PROBLEM DETAILS: Copy out every line of the entries below, including all the wording, and offset each answer coordinate by adding 3 to it while every other number stays unchanged. Leave the pictures out of your answer.

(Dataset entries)
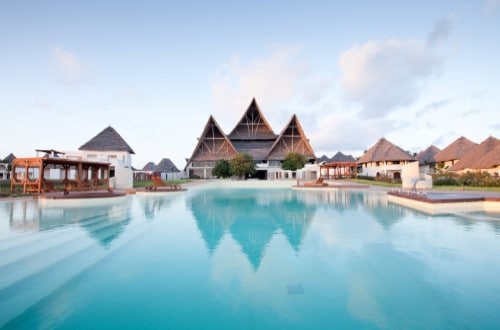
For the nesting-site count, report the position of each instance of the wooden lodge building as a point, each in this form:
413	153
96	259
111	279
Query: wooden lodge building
252	135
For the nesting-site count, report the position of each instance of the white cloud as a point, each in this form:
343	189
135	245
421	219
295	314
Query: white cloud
277	80
440	32
383	75
68	65
347	133
491	6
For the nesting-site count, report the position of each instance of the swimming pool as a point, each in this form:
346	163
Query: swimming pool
247	259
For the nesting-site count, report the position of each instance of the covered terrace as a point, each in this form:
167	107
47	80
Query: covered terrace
45	174
338	170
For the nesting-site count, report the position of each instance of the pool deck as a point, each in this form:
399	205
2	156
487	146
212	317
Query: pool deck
81	194
428	201
440	202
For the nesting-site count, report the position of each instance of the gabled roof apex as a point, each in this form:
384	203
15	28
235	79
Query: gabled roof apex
384	150
252	125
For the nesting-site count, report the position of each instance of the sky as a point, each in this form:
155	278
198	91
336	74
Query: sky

RESULT OF THE TASK:
For the nesting-site count, report the position of each instance of the wooden lodge building as a point, each in this form:
413	153
96	259
111	279
Query: wooden lodge building
255	138
For the nesting-site count, report the position of each instance of the white cloud as a point, each in this form:
343	189
135	245
421	219
295	314
Query: white cloud
280	83
443	35
386	78
71	68
350	136
494	9
For the nesting-site count, report the position of each instance of the swimming pool as a point, each in this form:
346	163
Query: swimming pool
250	262
For the nesting-site count, report the position of each instance of the covered terrace as a point, each in this form:
167	107
47	80
Query: covered terrace
48	177
341	173
For the nesting-site count, report the position of each instance of the pool deck as a point, each in this form:
399	205
2	156
487	146
212	317
Query: pool deck
84	197
431	204
443	205
For the nesting-site count, report the position of each instance of the gabled roof apex as a point, each in this form:
384	203
15	28
235	79
Query: gabled roof apex
387	153
255	128
For the nesting-site count, report the position of each instance of the sky as a point, each in this form:
155	278
198	91
336	74
Query: sky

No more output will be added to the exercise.